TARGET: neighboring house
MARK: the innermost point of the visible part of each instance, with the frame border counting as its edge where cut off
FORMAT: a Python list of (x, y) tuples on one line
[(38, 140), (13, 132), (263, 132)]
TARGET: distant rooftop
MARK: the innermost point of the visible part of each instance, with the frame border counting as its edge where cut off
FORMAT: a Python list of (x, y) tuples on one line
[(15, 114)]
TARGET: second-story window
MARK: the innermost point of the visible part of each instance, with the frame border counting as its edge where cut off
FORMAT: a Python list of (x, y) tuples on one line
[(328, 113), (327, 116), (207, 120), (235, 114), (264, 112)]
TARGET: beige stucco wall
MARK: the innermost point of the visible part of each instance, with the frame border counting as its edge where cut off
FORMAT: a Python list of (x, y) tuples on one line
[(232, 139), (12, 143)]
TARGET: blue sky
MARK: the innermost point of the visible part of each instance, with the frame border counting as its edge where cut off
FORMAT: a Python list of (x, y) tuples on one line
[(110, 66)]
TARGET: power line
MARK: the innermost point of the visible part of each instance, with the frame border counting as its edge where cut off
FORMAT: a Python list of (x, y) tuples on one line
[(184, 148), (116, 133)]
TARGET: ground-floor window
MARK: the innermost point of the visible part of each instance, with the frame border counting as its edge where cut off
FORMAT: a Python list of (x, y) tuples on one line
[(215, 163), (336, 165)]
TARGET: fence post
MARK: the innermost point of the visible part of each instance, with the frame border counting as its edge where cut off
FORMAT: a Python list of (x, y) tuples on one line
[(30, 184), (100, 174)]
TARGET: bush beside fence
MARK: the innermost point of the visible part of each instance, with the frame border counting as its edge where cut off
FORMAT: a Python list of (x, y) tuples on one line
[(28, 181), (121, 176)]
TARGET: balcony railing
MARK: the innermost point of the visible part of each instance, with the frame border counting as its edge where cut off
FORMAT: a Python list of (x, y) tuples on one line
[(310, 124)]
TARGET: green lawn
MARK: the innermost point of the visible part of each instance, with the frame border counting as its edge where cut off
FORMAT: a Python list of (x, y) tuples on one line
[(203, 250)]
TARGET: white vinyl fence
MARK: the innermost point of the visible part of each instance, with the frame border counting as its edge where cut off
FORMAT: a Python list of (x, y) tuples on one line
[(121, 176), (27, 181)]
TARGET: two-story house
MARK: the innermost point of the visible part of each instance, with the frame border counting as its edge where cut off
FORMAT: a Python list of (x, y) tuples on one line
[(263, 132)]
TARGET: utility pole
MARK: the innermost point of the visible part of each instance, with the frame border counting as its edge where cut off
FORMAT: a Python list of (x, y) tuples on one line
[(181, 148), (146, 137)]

Directions for this task: Reproduce every row above, substituting "most central point" for each occurrence of "innermost point" and leaving all other text unchanged.

Task response:
TARGET: neighboring house
MARK: the most central point of the visible part of each instance, with the frame border counting as its edge where cut off
FORMAT: a Python list of (x, y) tuples on one line
[(38, 140), (13, 132), (263, 132)]
TARGET: distant rooftop
MARK: the most central point of the visible part of each instance, with the frame border counting as its edge where cut off
FORMAT: a Python list of (x, y) tuples on one line
[(15, 114)]
TARGET: second-story window
MARK: the most central point of the visible part of each instance, with the frame border counting as its edge where cut off
FORMAT: a Python list of (x, y) tuples on one line
[(328, 113), (327, 116), (207, 120), (235, 114), (264, 112)]
TARGET: beige stucco wall
MARK: the most central point of the visible part of each instance, with the frame border counting as its edge where cut off
FORMAT: a Python list of (x, y) tuples on one line
[(232, 139), (12, 143)]
TARGET: blue sky
MARK: the most central point of the visible part of each instance, with the frame border counting as its edge where cut off
FORMAT: a Python list of (x, y) tuples on one line
[(110, 66)]
TARGET: power line
MARK: the most central point of the visible part of each instance, with the frame border counting as its edge where cut off
FORMAT: a Python list of (x, y) tuples on one line
[(184, 148), (116, 133)]
TARGET: ground-floor window
MARK: the most central point of the visible part of each instance, with the frame border counting as its edge where cut off
FORMAT: a Python list of (x, y) tuples on one line
[(215, 163), (336, 165)]
TARGET: fence post
MARK: the most central point of the visible part of each instance, with the frame border counting as its edge where cut off
FORMAT: a Python list of (x, y) tuples on one line
[(30, 184), (100, 174)]
TARGET: bush beside fence
MARK: the most central point of the visible part of each instance, with the frame border counting as its edge where cut off
FORMAT: a Python list of (x, y) tuples on one line
[(28, 181), (121, 176)]
TARGET: balcony railing
MARK: the most central point of the visible part of each instance, with the frame border counting as its edge where cut off
FORMAT: a Python list of (x, y) tuples on one line
[(310, 124)]
TARGET: green lawn
MARK: the most central point of the visible part of each instance, with the frame border counting as its edge where cut off
FORMAT: a Python list of (x, y) tuples on one line
[(203, 250)]
TARGET: white vinyl fence
MARK: the most central point of the visible part of each instance, with the frame border counting as its edge where cut off
FORMAT: a Python list of (x, y) tuples on one line
[(121, 176), (27, 181)]
TARGET: two-story house
MARK: the most central point of the visible part of each instance, with the frame border counting as its edge where cut off
FORMAT: a Python list of (x, y) tuples on one line
[(263, 132)]
TARGET: utility pole
MARK: the most central point of the visible part of each instance, with the frame border counting as its edge where cut off
FORMAT: a Python list of (x, y) tuples on one line
[(181, 148), (146, 137)]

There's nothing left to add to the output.